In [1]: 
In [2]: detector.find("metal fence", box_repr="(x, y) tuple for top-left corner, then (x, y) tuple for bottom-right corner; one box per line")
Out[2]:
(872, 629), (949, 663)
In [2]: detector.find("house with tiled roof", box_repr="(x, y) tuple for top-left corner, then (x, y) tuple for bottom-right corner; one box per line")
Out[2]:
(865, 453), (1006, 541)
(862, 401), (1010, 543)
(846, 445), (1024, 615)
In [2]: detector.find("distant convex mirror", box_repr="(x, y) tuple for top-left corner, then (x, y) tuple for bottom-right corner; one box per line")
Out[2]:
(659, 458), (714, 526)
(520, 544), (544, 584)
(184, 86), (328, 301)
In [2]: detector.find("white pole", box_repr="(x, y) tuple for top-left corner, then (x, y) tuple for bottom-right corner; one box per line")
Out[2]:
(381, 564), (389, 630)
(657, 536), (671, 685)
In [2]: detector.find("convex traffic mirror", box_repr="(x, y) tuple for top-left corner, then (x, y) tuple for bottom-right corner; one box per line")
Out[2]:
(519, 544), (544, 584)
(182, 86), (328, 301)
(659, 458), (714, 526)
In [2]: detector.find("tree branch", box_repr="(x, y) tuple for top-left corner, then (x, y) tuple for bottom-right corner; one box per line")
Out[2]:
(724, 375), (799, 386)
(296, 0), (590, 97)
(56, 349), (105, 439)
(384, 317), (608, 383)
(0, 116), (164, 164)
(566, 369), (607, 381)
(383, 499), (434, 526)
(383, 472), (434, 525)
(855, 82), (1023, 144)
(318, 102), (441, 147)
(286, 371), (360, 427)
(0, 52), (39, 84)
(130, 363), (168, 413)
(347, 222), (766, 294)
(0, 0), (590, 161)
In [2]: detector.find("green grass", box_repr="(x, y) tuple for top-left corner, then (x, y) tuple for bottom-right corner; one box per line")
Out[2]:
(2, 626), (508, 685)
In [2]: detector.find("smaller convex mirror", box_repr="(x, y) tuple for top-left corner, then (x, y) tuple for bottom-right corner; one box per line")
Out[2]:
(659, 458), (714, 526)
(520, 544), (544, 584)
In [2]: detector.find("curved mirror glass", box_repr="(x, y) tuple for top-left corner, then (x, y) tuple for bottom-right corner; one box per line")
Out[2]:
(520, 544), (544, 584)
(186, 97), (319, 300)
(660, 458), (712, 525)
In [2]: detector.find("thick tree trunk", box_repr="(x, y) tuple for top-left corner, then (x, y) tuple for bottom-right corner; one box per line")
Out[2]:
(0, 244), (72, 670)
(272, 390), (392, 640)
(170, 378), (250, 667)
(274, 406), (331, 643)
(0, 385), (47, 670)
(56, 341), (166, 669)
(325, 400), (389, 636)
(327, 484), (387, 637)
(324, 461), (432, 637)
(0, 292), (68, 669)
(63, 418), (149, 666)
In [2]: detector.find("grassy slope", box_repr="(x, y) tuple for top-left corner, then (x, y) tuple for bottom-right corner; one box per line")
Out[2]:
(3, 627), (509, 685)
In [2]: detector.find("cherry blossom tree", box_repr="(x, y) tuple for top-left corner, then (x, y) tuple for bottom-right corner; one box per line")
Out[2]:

#### Task goal:
Transcribe each entry word for word.

#### Written response:
In [1]: 
In [2]: detector.find("metal fence", box_repr="(x, y) tuple for top-left corner, then (x, y) tuple for bottom-right corner; one box per line")
Out[2]:
(872, 629), (949, 663)
In [2]: detector.find("house with tiled roof", box_repr="(x, y) tuple for top-left corner, then (x, y) tuple for bottom-right corner; one box per line")
Out[2]:
(865, 453), (1006, 541)
(862, 401), (1010, 543)
(846, 445), (1024, 615)
In [2]: detector.find("distant convex mirror", box_repr="(x, y) tuple for top-left corner, then (x, y) tuple for bottom-right corner; one box per line")
Out[2]:
(659, 458), (714, 526)
(520, 544), (544, 584)
(184, 86), (328, 301)
In [2]: detector.find("white pole", box_repr="(x, y) tuple for top-left corner, then (x, y) tuple for bottom-right corner; one box per line")
Out[2]:
(381, 564), (389, 630)
(657, 536), (671, 685)
In [2]: detector.find("convex traffic mirror", box_repr="(x, y) tuple for top-left corner, then (x, y) tuple for bottom-right corner; one box per line")
Out[2]:
(519, 544), (544, 584)
(182, 86), (328, 301)
(659, 458), (714, 526)
In [2]: detector.find("tree branch", box_repr="(x, y) tuple for top-left corner, then (x, y) tuple for bottom-right corner; one box per line")
Out[2]:
(724, 375), (799, 386)
(296, 0), (590, 97)
(56, 349), (105, 439)
(384, 317), (608, 383)
(0, 116), (164, 164)
(566, 369), (607, 381)
(383, 499), (434, 526)
(383, 472), (434, 525)
(855, 82), (1023, 144)
(318, 102), (441, 147)
(286, 371), (360, 427)
(0, 52), (39, 84)
(130, 363), (168, 413)
(347, 222), (766, 294)
(0, 0), (590, 161)
In [2]: detector.find("green grass", box_repr="(x, y) tuple for top-left corner, then (x, y) tuple for bottom-right corner; one box per line")
Out[2]:
(2, 626), (508, 685)
In [2]: detector.find("smaller convex mirror", box_repr="(x, y) tuple for top-left corner, then (x, y) tuple for bottom-right corner; one box per line")
Out[2]:
(659, 458), (714, 526)
(520, 544), (544, 584)
In [2]: detector.find("curved mirror glass", box_repr="(x, y) tuple for top-left corner, then (x, y) tuple for bottom-right corner; one box per line")
Out[2]:
(520, 544), (544, 584)
(186, 97), (319, 300)
(660, 458), (712, 525)
In [2]: detector.find("thick tree trunk", box_repr="(x, y) tuple for top-left corner, then (x, y) tuple for bottom-right corner; one box per line")
Out[2]:
(0, 244), (72, 670)
(272, 390), (392, 640)
(170, 378), (250, 667)
(274, 406), (331, 643)
(0, 385), (47, 670)
(56, 341), (166, 669)
(325, 400), (389, 636)
(327, 484), (387, 637)
(324, 461), (432, 637)
(0, 292), (68, 669)
(63, 418), (149, 666)
In [2]: detector.find("grassy slope", box_repr="(x, y) tuple for top-left corner, then (x, y) tuple for bottom-right corner; one box per line")
Out[2]:
(3, 627), (509, 685)
In [2]: detector.find("cherry blossom tree", box_repr="(x, y) tuple for top-left corner, then (x, y) tuple for bottom-right corner; one box per line")
Out[2]:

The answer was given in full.